RHB Investment Research Reports

ELK-Desa Resources - Poised for Continued Growth; U/G to NEUTRAL

rhbinvest
Publish date: Fri, 16 Aug 2024, 11:43 AM
rhbinvest
0 4,024
An official blog in I3investor to publish research reports provided by RHB Research team.

All materials published here are prepared by RHB Investment Bank Bhd. For latest offers on RHB Invest trading products and news, please refer to: http://www.rhbinvest.com

RHB Investment Bank Bhd
Level 3A, Tower One, RHB Centre
Jalan Tun Razak
Kuala Lumpur
Malaysia

Tel : +(60) 3 9280 8888
Fax : +(60) 3 9200 2216
  • Upgrade to NEUTRAL from Sell, new MYR1.10 TP from MYR1.05, c.5% FY25F (Mar) yield. ELK-Desa Resources’ 1QFY25 results missed on the back of higher-than-expected credit costs, which we think was partly influenced by seasonal factors. With its strong receivables growth momentum, and potential benefits from the civil service wage revision and stronger MYR, things could be heading in the right direction for the group. However, we think that at 1.1x P/BV vs c.9% ROE, the current valuation looks rather pricey for entry.
  • Results review. ELK’s 1QFY25 net profit of MYR8.1m (-4% YoY, -16% QoQ) came up short against expectations, forming 20% of our and consensus’ full- year estimates. The key deviation from our numbers mainly came from higher-than-expected impairment allowances (+40% YoY, +33% QoQ). YoY, PIOP was a strong +15% YoY, after a decent 17% growth in revenue (stronger contributions from both operating segments) and positive JAWs from good cost controls (opex +13% YoY). However, PIOP growth was a more muted 2% on a QoQ basis, as revenue growth was negative off a high base. All in, 1QFY25 ROE stood at 6.8% (1QFY24: 7.3%, 4QFY24: 8.1%).

- - -

(TASK LIST)
(1) In the ELK-Desa research report, list every figure explicitly marked "YoY" and state what each one measures.
(2) Does each statement agree with the ELK-Desa research report? Answer yes or no, and quote the deciding words.
(a) The target price was raised from MYR1.05 to MYR1.10.
(b) Net profit for 1QFY25 exceeded expectations.
(c) Operating expenses fell year on year.
The items that follow come from a separate source and are unrelated to the ELK-Desa research report.

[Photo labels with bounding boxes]
- - -

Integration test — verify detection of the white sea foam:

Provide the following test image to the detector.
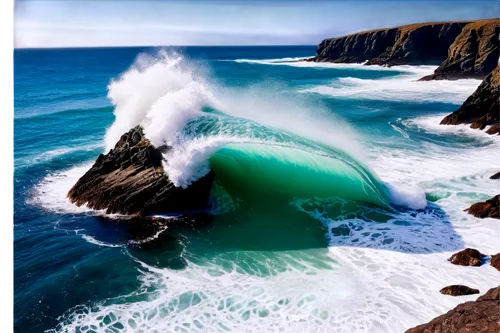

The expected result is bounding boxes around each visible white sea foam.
[11,143,103,168]
[28,164,92,213]
[403,113,499,137]
[48,203,500,333]
[231,58,437,78]
[39,51,500,333]
[106,51,363,187]
[301,76,481,104]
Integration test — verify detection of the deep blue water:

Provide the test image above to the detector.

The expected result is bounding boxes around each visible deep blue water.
[9,46,498,332]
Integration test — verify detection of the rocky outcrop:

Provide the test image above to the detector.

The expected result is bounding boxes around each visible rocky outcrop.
[441,66,500,134]
[421,19,500,80]
[405,286,500,333]
[68,126,214,215]
[486,123,500,135]
[309,21,471,66]
[490,253,500,271]
[465,194,500,219]
[306,19,500,81]
[448,248,484,266]
[439,284,479,296]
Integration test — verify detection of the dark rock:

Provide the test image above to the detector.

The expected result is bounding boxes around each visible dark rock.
[486,123,500,135]
[421,19,500,81]
[465,194,500,219]
[405,286,500,333]
[439,284,479,296]
[448,248,484,266]
[309,20,494,67]
[441,66,500,134]
[490,253,500,271]
[68,126,215,215]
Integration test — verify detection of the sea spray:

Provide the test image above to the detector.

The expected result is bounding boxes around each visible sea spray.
[106,51,425,208]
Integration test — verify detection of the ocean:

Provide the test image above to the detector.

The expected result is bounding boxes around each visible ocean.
[9,46,500,333]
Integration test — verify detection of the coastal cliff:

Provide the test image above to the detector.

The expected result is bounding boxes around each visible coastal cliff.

- - -

(TASK SOLUTIONS)
(1)
- Net profit: -4% YoY
- Impairment allowances: +40% YoY
- PIOP: +15% YoY
- Opex: +13% YoY

(2)
(a) Yes: "new MYR1.10 TP from MYR1.05"
(b) No: "came up short against expectations"
(c) No: "opex +13% YoY"